** begin Data in this exercise **

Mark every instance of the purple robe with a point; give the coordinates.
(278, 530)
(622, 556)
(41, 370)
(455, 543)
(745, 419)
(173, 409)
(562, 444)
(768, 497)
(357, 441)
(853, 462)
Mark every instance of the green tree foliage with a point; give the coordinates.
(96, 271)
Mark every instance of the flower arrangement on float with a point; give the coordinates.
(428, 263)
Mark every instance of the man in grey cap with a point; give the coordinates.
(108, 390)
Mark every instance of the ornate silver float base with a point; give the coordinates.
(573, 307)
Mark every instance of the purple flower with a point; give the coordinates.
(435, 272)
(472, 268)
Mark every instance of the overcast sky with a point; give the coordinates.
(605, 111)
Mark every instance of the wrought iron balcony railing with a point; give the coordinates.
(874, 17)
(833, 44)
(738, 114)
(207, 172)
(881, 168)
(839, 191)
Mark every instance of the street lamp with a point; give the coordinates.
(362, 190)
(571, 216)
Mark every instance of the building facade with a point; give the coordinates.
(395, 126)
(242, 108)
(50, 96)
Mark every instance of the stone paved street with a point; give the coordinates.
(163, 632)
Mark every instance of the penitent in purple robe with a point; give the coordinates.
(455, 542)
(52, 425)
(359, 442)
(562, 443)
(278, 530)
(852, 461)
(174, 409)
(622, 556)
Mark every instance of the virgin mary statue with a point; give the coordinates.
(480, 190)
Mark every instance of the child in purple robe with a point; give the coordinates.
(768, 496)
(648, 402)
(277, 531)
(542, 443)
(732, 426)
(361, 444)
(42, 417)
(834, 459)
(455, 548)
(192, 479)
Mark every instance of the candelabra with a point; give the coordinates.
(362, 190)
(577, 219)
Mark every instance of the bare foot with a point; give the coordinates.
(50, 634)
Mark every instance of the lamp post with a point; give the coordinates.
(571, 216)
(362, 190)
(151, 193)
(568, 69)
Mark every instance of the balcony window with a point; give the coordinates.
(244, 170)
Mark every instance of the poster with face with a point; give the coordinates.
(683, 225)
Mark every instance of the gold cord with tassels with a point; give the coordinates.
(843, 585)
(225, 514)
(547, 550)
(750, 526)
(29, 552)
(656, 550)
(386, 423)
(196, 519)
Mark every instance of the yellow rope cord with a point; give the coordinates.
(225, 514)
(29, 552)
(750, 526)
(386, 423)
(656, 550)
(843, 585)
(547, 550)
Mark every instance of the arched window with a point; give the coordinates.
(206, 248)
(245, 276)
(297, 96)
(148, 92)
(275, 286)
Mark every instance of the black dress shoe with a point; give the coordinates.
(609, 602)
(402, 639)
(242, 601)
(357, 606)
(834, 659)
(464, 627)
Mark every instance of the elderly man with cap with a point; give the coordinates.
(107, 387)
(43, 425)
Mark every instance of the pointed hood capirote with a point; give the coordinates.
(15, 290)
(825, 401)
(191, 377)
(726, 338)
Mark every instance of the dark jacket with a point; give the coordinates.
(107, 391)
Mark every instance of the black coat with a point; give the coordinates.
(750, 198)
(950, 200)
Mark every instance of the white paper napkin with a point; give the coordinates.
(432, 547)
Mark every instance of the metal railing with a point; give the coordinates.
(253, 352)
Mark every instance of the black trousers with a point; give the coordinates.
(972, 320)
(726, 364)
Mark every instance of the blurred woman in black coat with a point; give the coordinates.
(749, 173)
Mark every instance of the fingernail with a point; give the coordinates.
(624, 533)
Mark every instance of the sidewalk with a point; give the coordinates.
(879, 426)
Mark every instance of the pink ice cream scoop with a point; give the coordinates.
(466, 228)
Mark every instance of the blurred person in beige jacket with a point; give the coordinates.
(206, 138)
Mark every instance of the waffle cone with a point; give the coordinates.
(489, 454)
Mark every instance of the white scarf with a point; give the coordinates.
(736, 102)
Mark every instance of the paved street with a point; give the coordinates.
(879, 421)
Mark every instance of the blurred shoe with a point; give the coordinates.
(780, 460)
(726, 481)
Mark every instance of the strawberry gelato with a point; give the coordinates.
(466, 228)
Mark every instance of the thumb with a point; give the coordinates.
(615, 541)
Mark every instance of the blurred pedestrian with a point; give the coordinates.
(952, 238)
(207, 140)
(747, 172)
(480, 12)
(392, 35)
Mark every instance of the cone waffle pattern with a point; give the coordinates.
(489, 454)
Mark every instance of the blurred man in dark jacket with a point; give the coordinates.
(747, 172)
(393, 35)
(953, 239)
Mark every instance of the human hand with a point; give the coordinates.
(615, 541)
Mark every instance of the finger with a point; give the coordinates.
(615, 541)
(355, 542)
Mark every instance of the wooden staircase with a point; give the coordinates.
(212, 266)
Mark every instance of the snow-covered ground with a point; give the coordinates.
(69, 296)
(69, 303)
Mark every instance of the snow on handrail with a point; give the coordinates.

** end Data in this exercise **

*Written instruction*.
Give back, exactly as written, the lines from the one with "Mark every instance of the paved" to the last line.

*Written response*.
Mark every instance of the paved street with a point; give the coordinates.
(879, 421)
Mark every instance of the blurred shoe with a point; give the coordinates.
(780, 460)
(726, 481)
Mark every instance of the strawberry gelato with a point; give the coordinates.
(466, 228)
Mark every instance of the thumb with a point; give the coordinates.
(615, 541)
Mark every instance of the blurred pedestrian with a point; give the coordinates.
(952, 238)
(207, 140)
(747, 172)
(480, 12)
(392, 35)
Mark every instance of the cone waffle pattern with a point; give the coordinates.
(489, 454)
Mark every instance of the blurred man in dark jacket with a point; give the coordinates.
(747, 172)
(393, 35)
(953, 239)
Mark every instance of the human hand with a point; give the coordinates.
(615, 541)
Mark every instance of the finger with a point; give the coordinates.
(615, 541)
(355, 542)
Mark every instance of the wooden staircase with a point; give the coordinates.
(212, 266)
Mark every instance of the snow-covered ground with a point; give the coordinates.
(69, 296)
(69, 303)
Mark every instance of the snow on handrail with a point; give the coordinates.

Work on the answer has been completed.